De nombreux textes (articles de dictionnaires et de presse, sites1) vantant les mérites du correcteur s’appuient sur une phrase de Victor Hugo (1802-1885), dans laquelle il nous aurait qualifiés de « modestes savants habiles à lustrer la plume du génie » — modeste ne pouvant être appliqué ici au grand homme, ajoute-t-on parfois en commentaire.
Or, aucun de ces textes ne donne la source de cette citation.
La mention la plus ancienne, je la trouve en 1911, dans la Circulaire des protes no 181, avec un pluriel : les plumes du génie (voir mon article).
Louis-Emmanuel Brossard la reprend en 1924 (dans Le Correcteur typographe, p. 451) :
[…] V. Hugo ne dédaignait pas de rendre un juste hommage à ces « modestes savants », si habiles à « lustrer les plumes du génie »…
Noter qu’ici la citation est en deux parties et que c’est Brossard qui ajoute « si habiles à ».
La plume / les plumes, habiles / si habiles, phrase ou éléments de phrase : étranges fluctuations.
À la suite d’un appel que j’avais lancé sur Twitter, notre confrère Chambaron m’en a indiqué une source plus ancienne, dans l’œuvre d’un autre poète, lyonnais et contemporain de Hugo, Joséphin Soulary (1815-1891). On retrouve en effet l’expression lustrer les plumes du génie dans un de ses Sonnets humouristiques [sic] (nouv. éd. augm., 1859), recueil célébré par Théophile Gautier2.
À M. PIERRE-MARIE BOURGINE
Le plus patient & le plus intelligent des Protes.
Quand, du couteau d’ivoire, ô délicat lecteur !
Tu déchires la page, encor vierge, d’un livre3,
Couché sur ta dormeuse, ainsi qu’un séducteur4
Déflorant quelque amour que le hasard lui livre,
Sais-tu que la beauté dont ton regard s’enivre
Coûta neuf mois d’angoisse au pauvre correcteur5 ?
Faust seul ne ferait point qu’Homonculus pût vivre,
Si Wagner ne veillait au creuset protecteur6.
Salut, guetteur obscur de la phrase infinie,
Gardien du caractère, à la ligne enchainé,
Qui fais pour notre gloire un travail de damné !

# Consigne
Prolongez le texte sur la citation attribuée à Victor Hugo, en reprenant juste après son dernier vers.

# Données affichées
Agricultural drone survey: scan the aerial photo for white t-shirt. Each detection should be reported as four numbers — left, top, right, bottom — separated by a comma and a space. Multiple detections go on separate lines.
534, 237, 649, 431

# Réponse
Ah ! sans doute, jadis, pur esprit d’harmonie,
Ton orgueil fut bien grand, que Dieu t’ait condamné
À lustrer ici-bas les plumes du Génie !
Le 23 février 1860, Charles Baudelaire écrit à son ami Soulary :
J’ai trouvé, avec la plus grande jouissance, dans cette nouvelle édition, des morceaux qui m’étaient inconnus, entre autres le sonnet adressé à un correcteur d’épreuves, que je juge une merveille.
Il poursuit cependant :
Mais, à ce sujet, permettez-moi (puisque vous voulez être l’ami d’un pédant, le malheur viendra de vous) de vous présenter quelques observations.
Vous donnez le pressentiment et le goût de la perfection ; vous êtes un de ces hommes très privilégiés, faits pour sentir l’art dans son extrême recherche ; donc, vous n’avez pas le droit de troubler notre plaisir par des heurts et des cahots. — Or, à la fin de ce sonnet, il y a cette phrase (que je traduis en prose) : Il faut que, dans un autre monde, tu aies commis un bien grand péché d’orgueil, pour que Dieu te condamne ici à, etc… Le pour est esquivé dans la traduction poétique. Il est possible que ce ne soit pas une faute de français, rigoureusement parlant, mais c’est d’un français que M. Soulary, qui ne peut pas être gêné par la mesure, ne doit pas se permettre.
On sait Baudelaire impitoyable, aussi bien pour l’édition de ses propres recueils7 que pour la rédaction de ceux des autres8.
Dans sa réponse9, le lendemain, Soulary reconnaît les fautes signalées par Baudelaire et précise en outre :
Quelques-unes aussi ont été commises par le correcteur, sans doute par reconnaissance pour la poésie qui lui est dédiée.
Allusion évidente, et ironique, au sonnet ci-dessus. Il aurait donc été mal payé de son hommage.
Je ne peux affirmer que Joséphin Soulary soit le seul à avoir employé l’expression lustrer les plumes du génie à notre endroit, mais son attribution à Hugo est douteuse. Je n’ai pas non plus trouvé modestes savants dans les textes du maître10.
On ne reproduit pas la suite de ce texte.